§ **Requirements**
Write out every one of the entries below word for word, with nothing changed.

** Begin Data supplied **

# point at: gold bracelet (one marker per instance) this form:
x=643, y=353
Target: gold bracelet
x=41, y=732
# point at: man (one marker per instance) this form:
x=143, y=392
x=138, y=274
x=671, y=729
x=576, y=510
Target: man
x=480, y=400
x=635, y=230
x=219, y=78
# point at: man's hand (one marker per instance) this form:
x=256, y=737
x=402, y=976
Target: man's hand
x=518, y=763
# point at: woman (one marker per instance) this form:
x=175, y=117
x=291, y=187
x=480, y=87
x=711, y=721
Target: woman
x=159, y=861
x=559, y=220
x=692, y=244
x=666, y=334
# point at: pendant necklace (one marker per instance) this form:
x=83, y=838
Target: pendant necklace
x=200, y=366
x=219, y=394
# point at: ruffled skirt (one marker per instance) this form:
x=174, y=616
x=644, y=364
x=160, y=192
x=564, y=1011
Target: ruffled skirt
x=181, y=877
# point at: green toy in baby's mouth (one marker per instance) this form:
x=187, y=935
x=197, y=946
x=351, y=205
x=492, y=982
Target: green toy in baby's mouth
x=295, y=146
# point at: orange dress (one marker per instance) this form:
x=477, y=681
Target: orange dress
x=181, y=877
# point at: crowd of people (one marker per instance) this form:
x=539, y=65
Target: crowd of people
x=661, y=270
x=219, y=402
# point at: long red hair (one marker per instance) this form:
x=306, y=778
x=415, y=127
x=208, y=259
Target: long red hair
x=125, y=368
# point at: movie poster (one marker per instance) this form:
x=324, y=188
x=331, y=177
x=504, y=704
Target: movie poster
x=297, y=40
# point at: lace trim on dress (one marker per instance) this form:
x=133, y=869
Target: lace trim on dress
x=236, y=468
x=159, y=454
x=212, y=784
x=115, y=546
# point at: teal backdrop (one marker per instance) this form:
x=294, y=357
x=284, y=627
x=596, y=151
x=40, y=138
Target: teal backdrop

** End Data supplied **

§ **Reply to the task**
# point at: gold bracelet (one marker per instance) this form:
x=643, y=353
Target: gold bracelet
x=41, y=732
# point at: man (one marker per instance) this form:
x=143, y=392
x=138, y=274
x=671, y=729
x=576, y=510
Target: man
x=480, y=400
x=635, y=230
x=219, y=78
# point at: man's hand (one marker per instance) this form:
x=256, y=737
x=402, y=976
Target: man's hand
x=518, y=763
# point at: woman (one marker per instance) this form:
x=175, y=117
x=291, y=187
x=480, y=87
x=711, y=721
Target: woman
x=159, y=861
x=559, y=220
x=692, y=244
x=666, y=334
# point at: pendant necklace (one marker per instance) this form:
x=83, y=838
Target: pendant necklace
x=200, y=366
x=219, y=394
# point at: ruffled skirt (one marker per instance) this form:
x=174, y=616
x=644, y=364
x=160, y=192
x=564, y=1011
Target: ruffled skirt
x=181, y=877
# point at: green toy in baby's mouth (one marker per instance) this form:
x=187, y=935
x=197, y=946
x=351, y=205
x=492, y=982
Target: green toy in baby's mouth
x=295, y=146
# point at: orange dress (one marker per instance) this form:
x=477, y=681
Target: orange dress
x=181, y=877
# point at: crowd of people (one marker per instance) this form:
x=539, y=65
Target: crowd of people
x=661, y=270
x=219, y=402
# point at: long red hair (one marker per instance) this form:
x=306, y=778
x=415, y=127
x=208, y=259
Target: long red hair
x=125, y=368
# point at: movie poster (one marker per instance) this form:
x=324, y=188
x=331, y=177
x=504, y=704
Target: movie poster
x=297, y=40
# point at: lace trim on dress (one marker per instance) this form:
x=133, y=869
Target: lace trim on dress
x=236, y=468
x=159, y=454
x=212, y=784
x=115, y=546
# point at: teal backdrop (one marker per instance) this form:
x=294, y=357
x=284, y=627
x=596, y=151
x=40, y=138
Target: teal backdrop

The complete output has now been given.